**What the task asks**
Please retype all of the lines below word for word, leaving out the pictures.

**Record list**
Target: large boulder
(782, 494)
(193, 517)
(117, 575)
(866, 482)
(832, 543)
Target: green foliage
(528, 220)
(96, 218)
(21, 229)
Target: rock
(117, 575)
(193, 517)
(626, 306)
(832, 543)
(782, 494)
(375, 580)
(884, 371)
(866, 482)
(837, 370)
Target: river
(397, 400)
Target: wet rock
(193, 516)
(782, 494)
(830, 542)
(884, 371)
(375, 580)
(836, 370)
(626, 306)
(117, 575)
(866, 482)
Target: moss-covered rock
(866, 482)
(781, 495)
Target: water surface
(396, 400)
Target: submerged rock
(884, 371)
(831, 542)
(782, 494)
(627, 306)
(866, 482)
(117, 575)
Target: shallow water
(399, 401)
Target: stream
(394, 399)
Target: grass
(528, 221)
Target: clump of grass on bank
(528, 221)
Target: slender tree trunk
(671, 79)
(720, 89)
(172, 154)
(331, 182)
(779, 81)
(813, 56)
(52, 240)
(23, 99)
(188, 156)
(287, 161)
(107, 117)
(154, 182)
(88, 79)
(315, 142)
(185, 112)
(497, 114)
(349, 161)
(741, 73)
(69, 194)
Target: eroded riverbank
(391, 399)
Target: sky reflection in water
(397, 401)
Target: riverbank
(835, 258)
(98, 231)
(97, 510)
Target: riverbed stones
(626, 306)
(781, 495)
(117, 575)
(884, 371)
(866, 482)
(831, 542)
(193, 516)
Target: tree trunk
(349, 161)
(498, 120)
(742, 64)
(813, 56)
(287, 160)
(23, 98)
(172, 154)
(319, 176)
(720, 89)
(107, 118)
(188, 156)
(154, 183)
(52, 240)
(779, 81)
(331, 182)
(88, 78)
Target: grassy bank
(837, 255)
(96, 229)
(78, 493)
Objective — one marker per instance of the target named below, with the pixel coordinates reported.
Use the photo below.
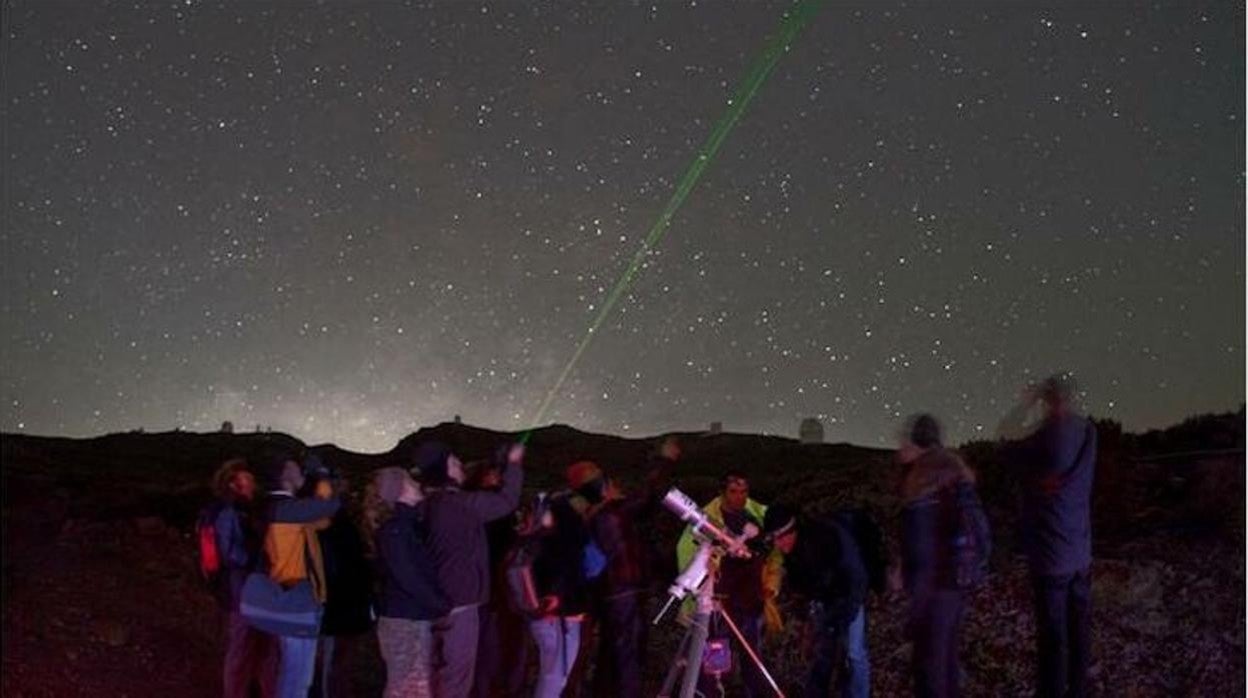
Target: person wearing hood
(348, 608)
(411, 599)
(825, 567)
(562, 584)
(456, 523)
(1056, 462)
(929, 565)
(292, 553)
(617, 525)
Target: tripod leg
(749, 651)
(698, 633)
(679, 663)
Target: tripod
(693, 644)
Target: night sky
(350, 220)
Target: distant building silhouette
(811, 431)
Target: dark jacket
(348, 608)
(409, 583)
(825, 566)
(456, 523)
(618, 527)
(559, 566)
(929, 521)
(1057, 465)
(292, 551)
(238, 545)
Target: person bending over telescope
(748, 584)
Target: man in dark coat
(618, 526)
(1056, 463)
(456, 522)
(824, 566)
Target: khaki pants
(407, 649)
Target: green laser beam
(793, 21)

**Solution**
Target: large boulder
(782, 494)
(193, 517)
(117, 575)
(866, 482)
(832, 543)
Target: green foliage
(528, 220)
(96, 218)
(21, 229)
Target: rock
(117, 575)
(193, 517)
(626, 306)
(832, 543)
(782, 494)
(375, 580)
(884, 371)
(866, 482)
(837, 370)
Target: river
(397, 400)
Target: wet rock
(193, 516)
(782, 494)
(830, 542)
(884, 371)
(375, 580)
(836, 370)
(626, 306)
(117, 575)
(866, 482)
Target: moss-covered rock
(866, 482)
(781, 495)
Target: water surface
(396, 400)
Target: submerged rock
(884, 371)
(831, 542)
(782, 494)
(627, 306)
(866, 482)
(117, 575)
Target: shallow water
(399, 401)
Target: stream
(394, 399)
Target: grass
(528, 221)
Target: clump of grass on bank
(528, 221)
Target: slender tree trunk
(671, 79)
(720, 89)
(172, 154)
(331, 182)
(779, 81)
(813, 56)
(52, 240)
(23, 99)
(188, 156)
(287, 161)
(107, 117)
(154, 182)
(88, 79)
(315, 142)
(185, 112)
(497, 114)
(349, 161)
(741, 73)
(69, 194)
Target: eroded riverbank
(391, 399)
Target: sky reflection in water
(397, 401)
Target: riverbank
(835, 258)
(98, 231)
(97, 510)
Target: riverbed stones
(626, 306)
(781, 495)
(117, 575)
(884, 371)
(866, 482)
(831, 542)
(193, 516)
Target: tree trunk
(349, 161)
(498, 120)
(742, 64)
(813, 56)
(287, 160)
(23, 98)
(172, 154)
(319, 176)
(720, 89)
(107, 118)
(188, 156)
(154, 183)
(52, 240)
(779, 81)
(331, 182)
(88, 78)
Target: grassy bank
(837, 255)
(96, 229)
(78, 493)
Objective — one marker per instance of the target named below, with the pixel coordinates reported.
Use the photo below.
Target: person wearing hood
(348, 608)
(411, 599)
(825, 567)
(562, 584)
(456, 523)
(1056, 462)
(929, 565)
(292, 553)
(617, 525)
Target: tripod leg
(749, 651)
(698, 633)
(679, 663)
Target: tripod
(693, 644)
Target: night sky
(350, 220)
Target: distant building silhouette
(811, 431)
Target: dark jacket
(348, 608)
(409, 583)
(825, 566)
(456, 523)
(618, 527)
(559, 566)
(929, 521)
(1057, 465)
(292, 551)
(238, 545)
Target: person bending over telescope
(748, 584)
Target: man in dark coat
(618, 526)
(1056, 463)
(456, 522)
(824, 566)
Target: khaki pants
(407, 649)
Target: green laser beam
(793, 21)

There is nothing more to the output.